■ DATA LISTING ■
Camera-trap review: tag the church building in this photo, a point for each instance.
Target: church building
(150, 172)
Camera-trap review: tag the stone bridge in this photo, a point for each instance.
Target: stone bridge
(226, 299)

■ WHAT YOU SHOULD DO ■
Lines holding "instance" in the listing above: report how many there are, with the number alone.

■ WRITTEN RESPONSE ■
2